╭─ Text extract

A sense of humor is powerful. Laughter goes with happiness. When we laugh, it triggers positive feelings and makes us feel good inside. People crave that feeling and if you can give it to them, then you make their day better. But a sense of humor starts inside… you have to be light-hearted with your own shortcomings; be able to laugh at yourself, that way you don’t take criticism personally. When people tease you or give you a hard time, give it back harder!
If you're not naturally funny, it's a great skill to learn. Read books. Watch live comedy. Do whatever it takes to learn how to be funny. It’s about bringing a laugh or a smile in a timely moment. This skill takes an awareness of your audience, what they find funny and what they find appropriate. But more importantly, humor can be personal and others don’t even need to know what you find funny in a given situation. Just keep yourself laughing and smiling : ).
A sense of humor is a mastery of emotions. Controlling your happiness is just as important as controlling your sadness. Here are some guidelines for emotional management.

Crying is acceptable for
1.Legitimate physical pain
2.Mourning – the loss or absence of a loved one
3.Lamenting – sorrow for someone else’s loss or suffering
4.Remorse – sincere regret for doing wrong
5.Gratefulness & joy – expressing heartfelt appreciation
6.Emotional awe – enthusiasm for a highlight in life (i.e.: wedding day, birth of a child, a sentimental gesture)

Crying is unacceptable for
1.Self pity - feeling sorry for your self
2.Disappointment - Just because something didn’t go your way
3.Pouting - as a manipulation to gain sympathy or attention
4.Extended sadness – do not dwell on emotional pain, it leads to the bondage of depression

Dealing with anger…
According to The Other Side of Love by Gary Chapman, there are 2 types of anger. Definitive anger and distorted anger.

╰─

List of tasks:
(a) Return the stretch of the passage on humor from "A sense of humor is a" through "a sentimental gesture)", copied word for word.
(b) Answer these questions using the passage on humor:
(i) What does the passage say laughter goes with?
(ii) How many situations does it list in which crying is unacceptable?
(iii) Which two types of anger does it name?

╭─ Data extract

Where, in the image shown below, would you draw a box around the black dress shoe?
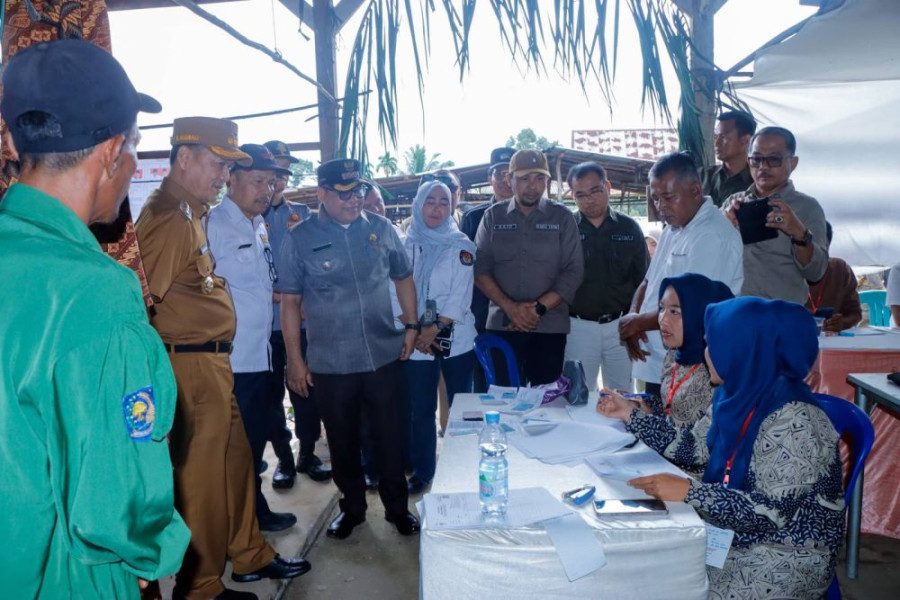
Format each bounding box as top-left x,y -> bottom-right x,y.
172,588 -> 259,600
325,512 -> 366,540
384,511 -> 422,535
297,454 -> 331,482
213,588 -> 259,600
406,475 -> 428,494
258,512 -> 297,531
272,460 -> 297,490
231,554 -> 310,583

╰─
╭─ Data extract

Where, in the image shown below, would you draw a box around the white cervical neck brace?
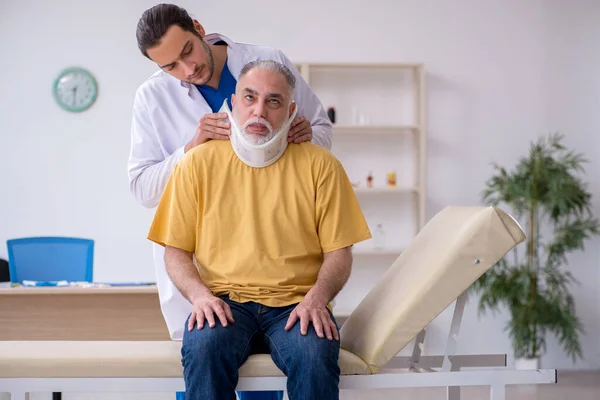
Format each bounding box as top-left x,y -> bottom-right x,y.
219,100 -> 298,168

╰─
╭─ Data extract

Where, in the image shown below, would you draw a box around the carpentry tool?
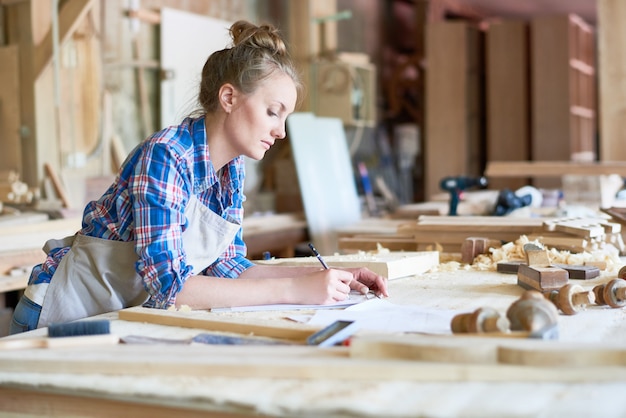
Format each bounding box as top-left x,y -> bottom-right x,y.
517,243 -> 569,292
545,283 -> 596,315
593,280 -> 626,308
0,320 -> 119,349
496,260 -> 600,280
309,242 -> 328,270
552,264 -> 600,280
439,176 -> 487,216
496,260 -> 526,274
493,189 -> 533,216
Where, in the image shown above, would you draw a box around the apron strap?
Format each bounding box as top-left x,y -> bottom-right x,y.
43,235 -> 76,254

╰─

Solutions to the tasks:
(a)
A sense of humor is a mastery of emotions. Controlling your happiness is just as important as controlling your sadness. Here are some guidelines for emotional management.

Crying is acceptable for
1.Legitimate physical pain
2.Mourning – the loss or absence of a loved one
3.Lamenting – sorrow for someone else’s loss or suffering
4.Remorse – sincere regret for doing wrong
5.Gratefulness & joy – expressing heartfelt appreciation
6.Emotional awe – enthusiasm for a highlight in life (i.e.: wedding day, birth of a child, a sentimental gesture)

(b)
(i) Happiness.
(ii) Four.
(iii) Definitive anger and distorted anger.